Request:
Identify every line in the items below that contains the word "dark", and copy each such line in full.

Data for this exercise:
::::

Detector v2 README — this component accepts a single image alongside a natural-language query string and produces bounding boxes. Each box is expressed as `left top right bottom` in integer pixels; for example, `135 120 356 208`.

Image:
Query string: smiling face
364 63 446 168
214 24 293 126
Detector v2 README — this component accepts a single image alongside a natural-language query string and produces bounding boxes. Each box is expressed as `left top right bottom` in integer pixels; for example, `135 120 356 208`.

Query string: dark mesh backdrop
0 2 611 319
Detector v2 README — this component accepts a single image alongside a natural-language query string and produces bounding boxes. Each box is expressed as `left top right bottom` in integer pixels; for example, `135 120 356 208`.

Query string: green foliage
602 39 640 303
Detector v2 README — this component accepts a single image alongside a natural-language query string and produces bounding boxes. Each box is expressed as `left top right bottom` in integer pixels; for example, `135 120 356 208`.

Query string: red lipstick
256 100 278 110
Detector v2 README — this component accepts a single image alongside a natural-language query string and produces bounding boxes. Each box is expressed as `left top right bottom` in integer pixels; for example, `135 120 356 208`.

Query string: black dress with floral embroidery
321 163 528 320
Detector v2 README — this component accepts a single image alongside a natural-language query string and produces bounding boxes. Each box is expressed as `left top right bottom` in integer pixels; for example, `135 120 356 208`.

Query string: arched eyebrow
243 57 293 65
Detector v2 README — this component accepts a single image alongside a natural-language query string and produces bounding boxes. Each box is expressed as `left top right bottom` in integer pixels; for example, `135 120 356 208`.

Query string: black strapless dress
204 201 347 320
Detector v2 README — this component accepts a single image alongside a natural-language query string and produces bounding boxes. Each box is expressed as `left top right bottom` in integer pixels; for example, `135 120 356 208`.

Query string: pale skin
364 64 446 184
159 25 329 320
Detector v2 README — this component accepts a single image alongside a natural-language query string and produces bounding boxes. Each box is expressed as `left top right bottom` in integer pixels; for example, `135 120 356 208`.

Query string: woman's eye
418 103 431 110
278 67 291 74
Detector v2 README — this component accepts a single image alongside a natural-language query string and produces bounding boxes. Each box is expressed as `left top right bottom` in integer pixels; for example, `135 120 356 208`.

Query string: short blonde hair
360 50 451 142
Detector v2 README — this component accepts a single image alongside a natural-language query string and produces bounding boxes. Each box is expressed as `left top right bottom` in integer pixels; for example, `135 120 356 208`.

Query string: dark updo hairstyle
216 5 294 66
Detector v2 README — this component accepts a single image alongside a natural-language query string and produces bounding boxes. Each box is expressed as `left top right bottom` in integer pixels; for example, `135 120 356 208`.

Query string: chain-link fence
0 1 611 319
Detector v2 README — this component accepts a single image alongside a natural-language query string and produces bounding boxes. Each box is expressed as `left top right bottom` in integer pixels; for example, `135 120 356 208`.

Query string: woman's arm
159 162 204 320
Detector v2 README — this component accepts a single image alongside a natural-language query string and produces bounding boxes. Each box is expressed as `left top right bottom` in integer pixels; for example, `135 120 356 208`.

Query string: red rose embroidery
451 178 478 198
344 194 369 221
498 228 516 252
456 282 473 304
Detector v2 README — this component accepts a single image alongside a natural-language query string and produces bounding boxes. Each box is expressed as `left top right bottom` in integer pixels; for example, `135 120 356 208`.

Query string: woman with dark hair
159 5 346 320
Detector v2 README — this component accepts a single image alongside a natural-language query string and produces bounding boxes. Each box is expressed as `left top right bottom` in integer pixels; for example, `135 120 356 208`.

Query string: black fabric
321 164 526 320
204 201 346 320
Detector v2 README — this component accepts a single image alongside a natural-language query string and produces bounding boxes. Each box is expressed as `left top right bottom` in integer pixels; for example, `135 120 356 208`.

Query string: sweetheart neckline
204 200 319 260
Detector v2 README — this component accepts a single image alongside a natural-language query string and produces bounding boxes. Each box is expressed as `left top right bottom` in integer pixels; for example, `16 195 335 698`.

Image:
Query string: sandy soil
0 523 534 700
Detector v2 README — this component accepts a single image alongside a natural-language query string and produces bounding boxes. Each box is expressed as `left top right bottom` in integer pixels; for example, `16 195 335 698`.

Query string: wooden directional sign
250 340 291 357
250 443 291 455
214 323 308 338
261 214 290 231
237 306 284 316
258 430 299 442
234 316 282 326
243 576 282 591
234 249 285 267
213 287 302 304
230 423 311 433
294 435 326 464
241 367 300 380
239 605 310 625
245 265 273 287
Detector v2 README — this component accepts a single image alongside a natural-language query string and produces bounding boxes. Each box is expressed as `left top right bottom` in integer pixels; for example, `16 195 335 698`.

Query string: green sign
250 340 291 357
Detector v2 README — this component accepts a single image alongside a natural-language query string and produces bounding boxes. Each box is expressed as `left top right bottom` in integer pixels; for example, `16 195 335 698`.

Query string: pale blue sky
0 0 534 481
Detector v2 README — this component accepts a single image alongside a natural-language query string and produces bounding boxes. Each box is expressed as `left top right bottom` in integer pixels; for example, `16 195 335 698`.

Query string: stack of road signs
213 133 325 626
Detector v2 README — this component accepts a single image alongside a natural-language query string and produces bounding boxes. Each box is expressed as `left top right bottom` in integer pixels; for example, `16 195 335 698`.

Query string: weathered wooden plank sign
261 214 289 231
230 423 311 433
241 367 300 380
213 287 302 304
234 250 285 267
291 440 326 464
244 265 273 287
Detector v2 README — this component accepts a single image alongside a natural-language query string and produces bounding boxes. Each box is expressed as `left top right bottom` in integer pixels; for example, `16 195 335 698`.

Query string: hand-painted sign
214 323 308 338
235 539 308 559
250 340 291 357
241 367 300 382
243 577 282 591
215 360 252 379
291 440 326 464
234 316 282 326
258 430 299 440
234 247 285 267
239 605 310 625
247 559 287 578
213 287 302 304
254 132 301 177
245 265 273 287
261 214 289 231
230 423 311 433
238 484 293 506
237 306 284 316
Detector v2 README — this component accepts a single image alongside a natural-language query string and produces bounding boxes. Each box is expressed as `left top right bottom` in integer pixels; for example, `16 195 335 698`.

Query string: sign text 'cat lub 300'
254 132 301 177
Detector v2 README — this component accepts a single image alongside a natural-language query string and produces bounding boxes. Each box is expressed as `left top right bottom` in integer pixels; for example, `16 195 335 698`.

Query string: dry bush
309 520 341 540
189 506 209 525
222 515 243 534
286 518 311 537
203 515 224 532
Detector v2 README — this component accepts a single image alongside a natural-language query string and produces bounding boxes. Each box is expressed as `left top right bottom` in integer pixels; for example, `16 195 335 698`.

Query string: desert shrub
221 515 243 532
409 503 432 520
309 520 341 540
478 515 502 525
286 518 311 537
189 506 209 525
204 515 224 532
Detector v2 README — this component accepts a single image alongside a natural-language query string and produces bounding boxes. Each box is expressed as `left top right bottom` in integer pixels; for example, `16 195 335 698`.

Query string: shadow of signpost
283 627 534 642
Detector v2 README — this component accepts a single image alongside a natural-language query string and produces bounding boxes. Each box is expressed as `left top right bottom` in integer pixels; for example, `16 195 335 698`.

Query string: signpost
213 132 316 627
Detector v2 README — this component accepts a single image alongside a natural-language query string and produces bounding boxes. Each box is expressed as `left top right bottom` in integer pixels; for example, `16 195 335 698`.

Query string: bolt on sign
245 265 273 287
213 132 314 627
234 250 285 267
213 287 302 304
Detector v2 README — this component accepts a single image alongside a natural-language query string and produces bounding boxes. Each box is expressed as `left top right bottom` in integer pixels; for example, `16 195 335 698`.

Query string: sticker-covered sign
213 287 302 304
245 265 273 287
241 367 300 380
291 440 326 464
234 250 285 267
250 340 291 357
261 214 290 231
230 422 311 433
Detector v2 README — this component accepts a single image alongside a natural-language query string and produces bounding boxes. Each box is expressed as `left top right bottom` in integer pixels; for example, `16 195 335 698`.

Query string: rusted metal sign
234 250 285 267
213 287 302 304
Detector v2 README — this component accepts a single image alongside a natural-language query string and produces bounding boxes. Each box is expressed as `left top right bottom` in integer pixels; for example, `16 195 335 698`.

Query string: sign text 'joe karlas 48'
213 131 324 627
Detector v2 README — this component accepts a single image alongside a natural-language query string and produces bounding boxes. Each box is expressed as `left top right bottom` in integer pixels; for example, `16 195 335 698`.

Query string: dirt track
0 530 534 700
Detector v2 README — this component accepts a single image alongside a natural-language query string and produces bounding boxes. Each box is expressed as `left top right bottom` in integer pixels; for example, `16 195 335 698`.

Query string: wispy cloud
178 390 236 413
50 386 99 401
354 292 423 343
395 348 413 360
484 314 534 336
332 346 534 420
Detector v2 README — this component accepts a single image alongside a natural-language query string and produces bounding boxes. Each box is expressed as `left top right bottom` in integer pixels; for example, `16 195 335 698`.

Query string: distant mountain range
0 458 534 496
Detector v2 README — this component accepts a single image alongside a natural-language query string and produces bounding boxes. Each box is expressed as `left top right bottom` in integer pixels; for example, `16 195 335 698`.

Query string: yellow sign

::::

Exercise solution:
Query string: dark mesh backdrop
Query string: dark updo hairstyle
Query string: woman with dark hair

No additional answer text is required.